Consigne ->
Répondez aux questions suivantes d'après le texte sur Françoise Dolto présenté plus bas.
(a) Quelle expression de Freud, reprise depuis par la psychanalyse, le texte cite-t-il ?
(b) Avec qui Françoise Dolto dialogue-t-elle au sujet de Shoah ?
(c) De quoi Françoise Dolto est-elle maintenant suspectée ?

Texte proposé ->
# # # # #
Il m’est toujours apparu que l’intention généreuse de Françoise Dolto, acceptant ainsi de livrer sans filet son savoir au public, émanait, tout comme sœur Emmanuelle - son livre, quel courage ! - de son arrimage Chrétien : “faire le bien”.

Seulement, pour aller au plus bref, une telle idéologie ne prend pas suffisamment en compte, me semble-t-il, ce que Freud nommait, ce que la psychanalyse nomme depuis, “Le narcissisme des petites différences”, la haine / amour des proches entre eux, la haine / amour de soi, la haine sans amour de l’autre, la haine tout court, lesquels échappent irréductiblement à toute forme de désir, voire souvent de réalisation, de “faire le bien”.

Narcissisme des petites différences, qui oblige à s’en remettre à la Loi, symbolique aussi bien que réelle, cette dernière souvent bancale, mais indispensable aux humains pour qu’ils évitent de s’entretuer et respectent, par le langage, la parole donnée, un minimum de “civilisation”.

Dans le dialogue avec Jean-Jacques Moscovitz au sujet de Shoah, c’est-à-dire lors d’un échange amical, F. D. évoque avec assez de précision ce narcissisme des petites différences, prenant appui sur Freud quant à la spécificité individuelle de l’inconscient de chaque sujet, par rapport à ce qui est d’un autre “ordre”, aux “mailles” du collectif dans lesquelles le sujet est pris, via la notion de solidarité,

...les victimes, on ne peut pas en parler. Les familles des victimes, ceux qui ne sont pas les victimés, c’est ceux-là qui souffrent le plus de ne pas avoir pu aider leurs latéraux ou leurs ascendants. Parce que, justement, c’est ce côté d’entraide - son frère c’est une partie de soi, sa mère, son père, c’est une partie de soi. Même si, dans la libido individuelle, on s’entredéchire, dès que c’est en public, le groupe se reforme...

Et puis, quoi qu’on en dise et redise, l’histoire recommence à l’identique car les pulsions humaines sont éternelles, puisqu’invariantes, dès la paix revenue... Les “Israélites” français, français d’abord, israélites ensuite depuis l’Affaire Dreyfus, natifs pour la plupart de l’Alsace encore allemande, ayant essaimé principalement dans la capitale et dans le sud de la France pour cause d’antisémitisme, la guerre finie, rejoignirent leur caste, leur classe, leur “famille”, “les leurs”, avec leurs dissensions internes, retrouvant intact un mépris à peine dissimulé pour la piétaille juive d’Europe Centrale, dont ils avaient, un moment, contribué à essayer de sauver de l’extermination les orphelins sans apanage... Ainsi va la vie...

Et sur ce point, F. D. témoigne d’une naïveté désarmante lorsque, dans ce même entretien, elle attribue à “Les Juifs” une “convivialité” congénérique !

Alors, la Loi, parlons-en, puisque Françoise Dolto est maintenant suspectée de l’avoir confiée aux seuls enfants, aux enfants “qui font la loi”, d’avoir poussé à l’anarchie.
# # # # #
Données fournies ->

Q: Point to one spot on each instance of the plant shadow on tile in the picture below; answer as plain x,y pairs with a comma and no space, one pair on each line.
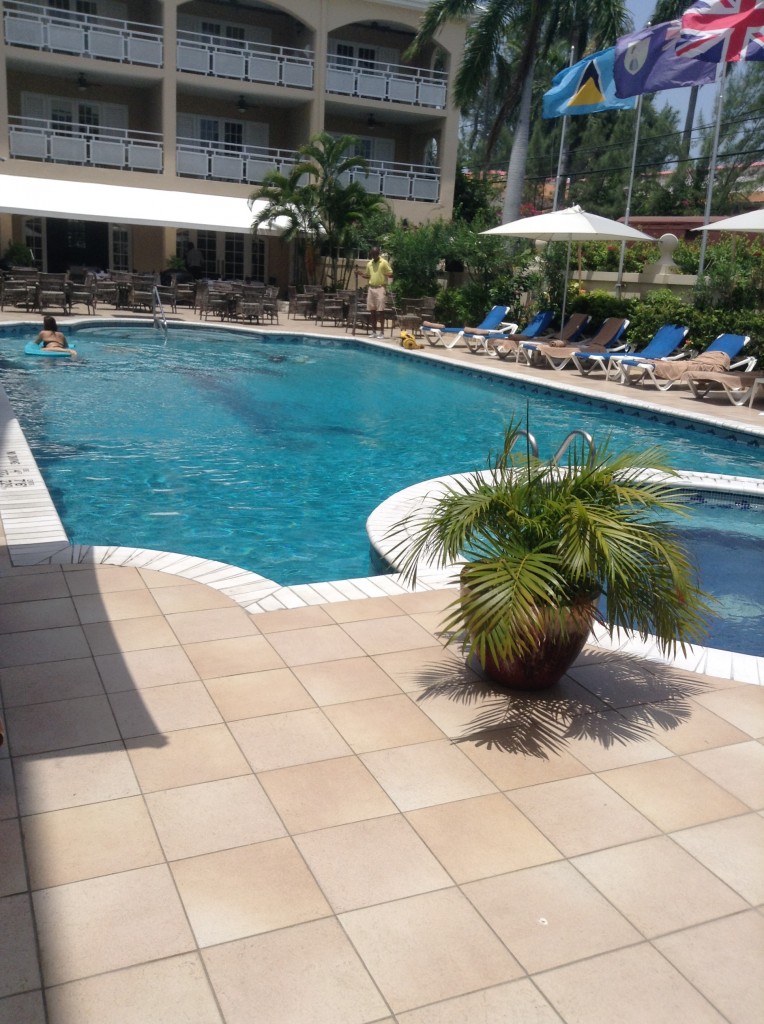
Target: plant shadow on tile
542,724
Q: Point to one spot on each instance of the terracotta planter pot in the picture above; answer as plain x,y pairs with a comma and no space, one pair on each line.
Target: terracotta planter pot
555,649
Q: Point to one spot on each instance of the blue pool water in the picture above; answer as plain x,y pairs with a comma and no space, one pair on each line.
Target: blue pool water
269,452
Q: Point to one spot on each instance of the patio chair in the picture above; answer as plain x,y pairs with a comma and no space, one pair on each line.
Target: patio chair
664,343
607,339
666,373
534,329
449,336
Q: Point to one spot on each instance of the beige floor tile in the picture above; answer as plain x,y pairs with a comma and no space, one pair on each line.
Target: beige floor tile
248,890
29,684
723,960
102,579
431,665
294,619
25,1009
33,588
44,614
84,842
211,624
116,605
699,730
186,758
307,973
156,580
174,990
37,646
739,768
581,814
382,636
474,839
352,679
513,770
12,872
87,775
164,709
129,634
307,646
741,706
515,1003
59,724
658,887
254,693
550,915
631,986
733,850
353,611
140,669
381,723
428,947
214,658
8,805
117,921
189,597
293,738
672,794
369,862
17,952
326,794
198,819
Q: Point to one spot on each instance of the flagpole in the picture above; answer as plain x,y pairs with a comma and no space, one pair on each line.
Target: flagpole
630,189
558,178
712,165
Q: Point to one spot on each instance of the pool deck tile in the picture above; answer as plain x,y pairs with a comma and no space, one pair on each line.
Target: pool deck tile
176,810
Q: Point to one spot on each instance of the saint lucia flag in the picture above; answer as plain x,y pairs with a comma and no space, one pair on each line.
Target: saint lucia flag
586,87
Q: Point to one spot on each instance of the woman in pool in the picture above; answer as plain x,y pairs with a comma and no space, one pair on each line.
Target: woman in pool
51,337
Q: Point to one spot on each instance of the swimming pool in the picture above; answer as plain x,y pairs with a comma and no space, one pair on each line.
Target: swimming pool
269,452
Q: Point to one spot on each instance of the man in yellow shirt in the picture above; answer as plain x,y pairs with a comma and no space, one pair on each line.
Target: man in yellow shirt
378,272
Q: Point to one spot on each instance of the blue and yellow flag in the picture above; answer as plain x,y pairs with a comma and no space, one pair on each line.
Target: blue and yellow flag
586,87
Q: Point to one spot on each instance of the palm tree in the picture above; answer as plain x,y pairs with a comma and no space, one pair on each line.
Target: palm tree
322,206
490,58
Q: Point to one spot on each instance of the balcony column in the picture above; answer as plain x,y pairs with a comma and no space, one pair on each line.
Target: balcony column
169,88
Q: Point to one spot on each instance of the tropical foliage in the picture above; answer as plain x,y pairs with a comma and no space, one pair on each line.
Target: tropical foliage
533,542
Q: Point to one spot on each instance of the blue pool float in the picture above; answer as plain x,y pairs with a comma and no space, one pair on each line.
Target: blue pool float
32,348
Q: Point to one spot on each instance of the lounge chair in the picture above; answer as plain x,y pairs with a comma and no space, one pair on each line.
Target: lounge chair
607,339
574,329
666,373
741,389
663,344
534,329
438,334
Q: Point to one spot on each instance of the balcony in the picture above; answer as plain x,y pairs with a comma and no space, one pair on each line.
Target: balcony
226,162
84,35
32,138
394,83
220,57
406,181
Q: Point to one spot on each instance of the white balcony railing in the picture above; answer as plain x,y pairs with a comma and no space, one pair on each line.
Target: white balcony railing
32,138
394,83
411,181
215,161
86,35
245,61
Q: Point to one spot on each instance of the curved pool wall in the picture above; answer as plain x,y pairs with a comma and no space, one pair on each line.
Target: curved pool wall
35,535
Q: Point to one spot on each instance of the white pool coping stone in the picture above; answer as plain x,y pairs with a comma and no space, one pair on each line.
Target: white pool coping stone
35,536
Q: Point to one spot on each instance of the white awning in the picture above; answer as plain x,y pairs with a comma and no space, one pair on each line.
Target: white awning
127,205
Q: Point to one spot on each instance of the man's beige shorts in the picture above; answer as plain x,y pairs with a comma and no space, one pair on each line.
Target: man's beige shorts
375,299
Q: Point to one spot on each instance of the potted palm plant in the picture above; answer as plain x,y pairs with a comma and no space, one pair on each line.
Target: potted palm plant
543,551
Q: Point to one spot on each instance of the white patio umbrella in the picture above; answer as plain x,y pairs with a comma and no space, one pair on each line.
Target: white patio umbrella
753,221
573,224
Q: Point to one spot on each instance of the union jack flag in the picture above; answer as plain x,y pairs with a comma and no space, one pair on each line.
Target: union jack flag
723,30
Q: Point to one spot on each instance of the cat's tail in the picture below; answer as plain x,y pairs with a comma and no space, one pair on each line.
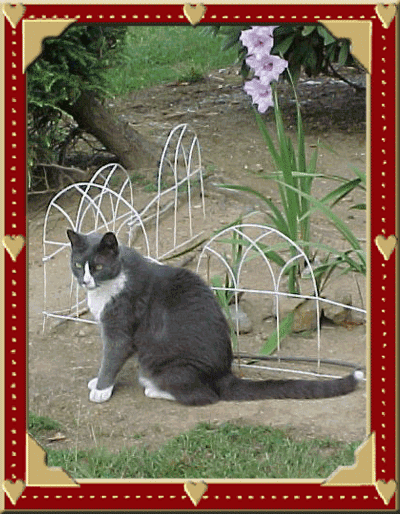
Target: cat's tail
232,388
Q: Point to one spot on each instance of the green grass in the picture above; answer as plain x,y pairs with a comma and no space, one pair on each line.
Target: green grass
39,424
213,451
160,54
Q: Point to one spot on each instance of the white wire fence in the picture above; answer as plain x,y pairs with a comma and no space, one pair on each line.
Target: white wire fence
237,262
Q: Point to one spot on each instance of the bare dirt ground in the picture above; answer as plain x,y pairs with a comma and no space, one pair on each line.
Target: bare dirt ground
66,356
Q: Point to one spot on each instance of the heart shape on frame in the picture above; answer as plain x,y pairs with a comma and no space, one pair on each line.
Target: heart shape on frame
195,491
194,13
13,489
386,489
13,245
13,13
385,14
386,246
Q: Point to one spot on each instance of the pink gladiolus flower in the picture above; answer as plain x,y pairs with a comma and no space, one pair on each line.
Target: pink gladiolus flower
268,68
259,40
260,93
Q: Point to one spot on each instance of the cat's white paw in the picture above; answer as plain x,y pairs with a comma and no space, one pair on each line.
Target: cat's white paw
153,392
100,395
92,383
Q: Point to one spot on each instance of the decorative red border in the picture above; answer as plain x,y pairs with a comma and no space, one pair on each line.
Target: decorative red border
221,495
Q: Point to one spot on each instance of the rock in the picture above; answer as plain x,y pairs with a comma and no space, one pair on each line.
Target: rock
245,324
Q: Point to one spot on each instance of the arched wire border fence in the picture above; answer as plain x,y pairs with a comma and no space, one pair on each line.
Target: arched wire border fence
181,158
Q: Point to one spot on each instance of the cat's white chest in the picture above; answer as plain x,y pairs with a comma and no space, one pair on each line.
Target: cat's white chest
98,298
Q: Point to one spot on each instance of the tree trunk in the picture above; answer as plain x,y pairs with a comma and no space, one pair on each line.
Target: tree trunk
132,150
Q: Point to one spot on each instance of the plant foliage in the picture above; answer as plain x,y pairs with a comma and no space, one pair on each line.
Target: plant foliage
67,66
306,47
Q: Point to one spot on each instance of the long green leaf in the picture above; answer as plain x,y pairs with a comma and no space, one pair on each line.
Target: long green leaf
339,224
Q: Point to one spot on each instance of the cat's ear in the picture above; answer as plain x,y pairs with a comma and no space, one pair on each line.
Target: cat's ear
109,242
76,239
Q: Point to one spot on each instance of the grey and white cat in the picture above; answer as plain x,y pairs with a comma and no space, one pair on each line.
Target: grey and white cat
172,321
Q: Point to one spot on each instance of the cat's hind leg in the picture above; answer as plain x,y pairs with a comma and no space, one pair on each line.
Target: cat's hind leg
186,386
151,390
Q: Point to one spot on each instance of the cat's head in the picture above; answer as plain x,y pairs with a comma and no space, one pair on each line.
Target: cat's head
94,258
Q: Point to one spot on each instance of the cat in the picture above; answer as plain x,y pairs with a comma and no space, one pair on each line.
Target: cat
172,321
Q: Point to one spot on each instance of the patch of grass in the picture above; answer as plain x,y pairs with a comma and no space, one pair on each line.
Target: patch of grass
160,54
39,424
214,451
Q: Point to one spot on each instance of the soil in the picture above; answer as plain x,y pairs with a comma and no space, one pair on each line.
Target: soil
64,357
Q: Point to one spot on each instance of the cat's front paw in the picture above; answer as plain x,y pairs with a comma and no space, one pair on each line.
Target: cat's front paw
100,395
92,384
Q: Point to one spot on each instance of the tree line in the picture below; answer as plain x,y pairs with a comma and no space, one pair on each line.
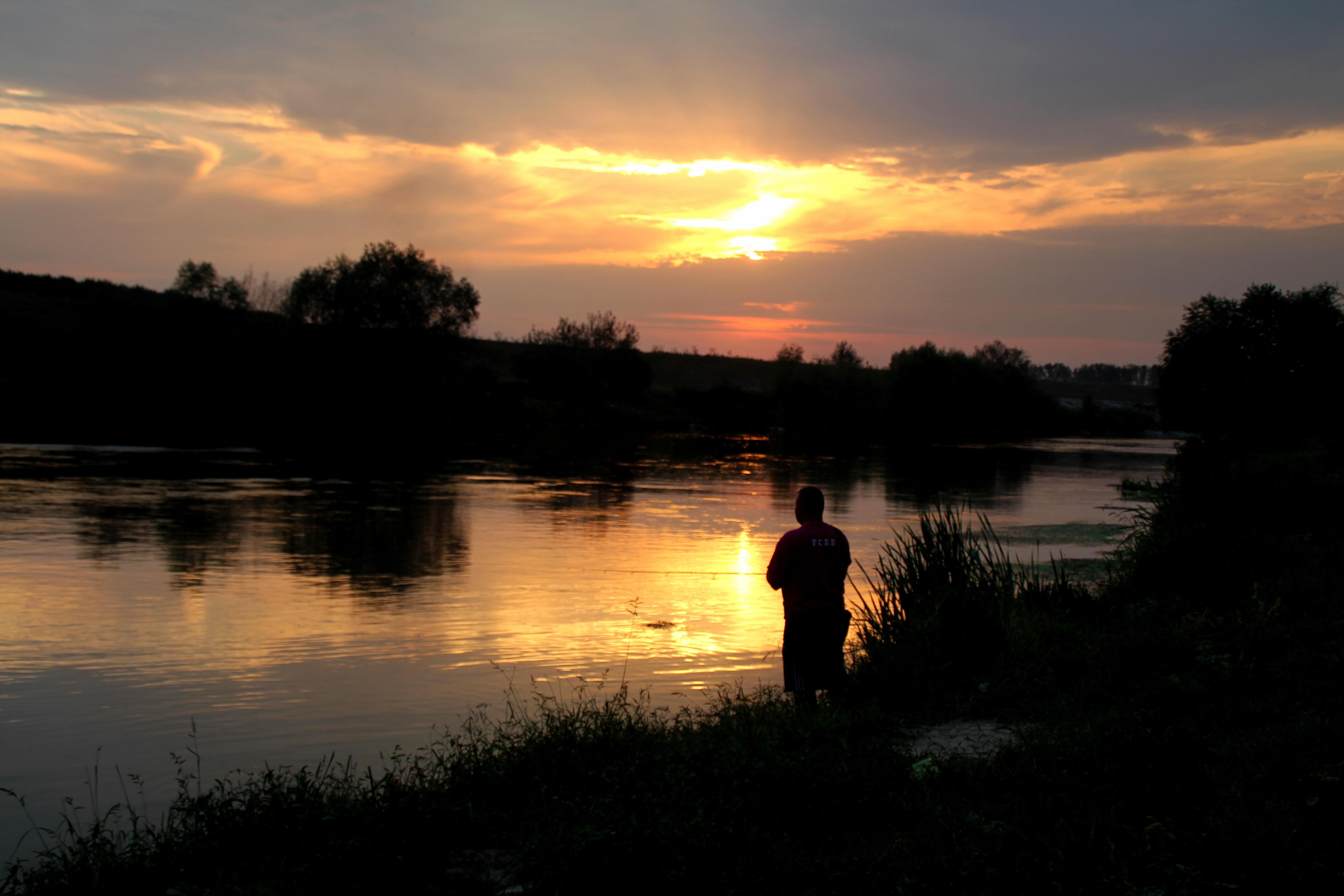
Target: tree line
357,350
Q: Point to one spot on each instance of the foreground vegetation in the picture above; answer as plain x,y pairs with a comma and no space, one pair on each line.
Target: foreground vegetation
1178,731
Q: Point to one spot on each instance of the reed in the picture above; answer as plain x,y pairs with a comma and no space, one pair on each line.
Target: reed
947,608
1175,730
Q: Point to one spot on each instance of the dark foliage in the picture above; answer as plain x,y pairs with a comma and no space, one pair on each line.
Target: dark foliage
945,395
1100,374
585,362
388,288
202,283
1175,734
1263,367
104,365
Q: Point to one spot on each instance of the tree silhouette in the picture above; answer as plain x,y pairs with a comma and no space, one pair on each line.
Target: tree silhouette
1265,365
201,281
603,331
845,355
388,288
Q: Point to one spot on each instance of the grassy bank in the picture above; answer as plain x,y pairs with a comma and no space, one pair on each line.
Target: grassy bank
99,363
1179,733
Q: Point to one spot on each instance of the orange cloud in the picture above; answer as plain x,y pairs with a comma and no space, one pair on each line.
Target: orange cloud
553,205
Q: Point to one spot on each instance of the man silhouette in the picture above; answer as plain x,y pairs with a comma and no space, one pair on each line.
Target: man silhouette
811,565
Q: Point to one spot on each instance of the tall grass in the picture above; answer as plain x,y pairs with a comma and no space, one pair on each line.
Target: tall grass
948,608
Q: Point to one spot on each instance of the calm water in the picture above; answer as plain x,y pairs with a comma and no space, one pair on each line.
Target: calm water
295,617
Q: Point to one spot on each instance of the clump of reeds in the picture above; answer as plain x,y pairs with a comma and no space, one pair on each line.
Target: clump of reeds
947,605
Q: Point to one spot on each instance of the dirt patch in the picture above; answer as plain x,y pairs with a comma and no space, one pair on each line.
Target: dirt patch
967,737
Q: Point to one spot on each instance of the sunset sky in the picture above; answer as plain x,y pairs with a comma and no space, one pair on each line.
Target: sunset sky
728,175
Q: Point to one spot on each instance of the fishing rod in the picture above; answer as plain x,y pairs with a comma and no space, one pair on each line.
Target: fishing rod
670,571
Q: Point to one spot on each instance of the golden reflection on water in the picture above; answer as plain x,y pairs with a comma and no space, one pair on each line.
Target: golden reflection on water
# # # # #
Corrigé ->
(a) « Le narcissisme des petites différences ».
(b) Avec Jean-Jacques Moscovitz.
(c) D'avoir confié la Loi aux seuls enfants, aux enfants « qui font la loi », et d'avoir poussé à l'anarchie.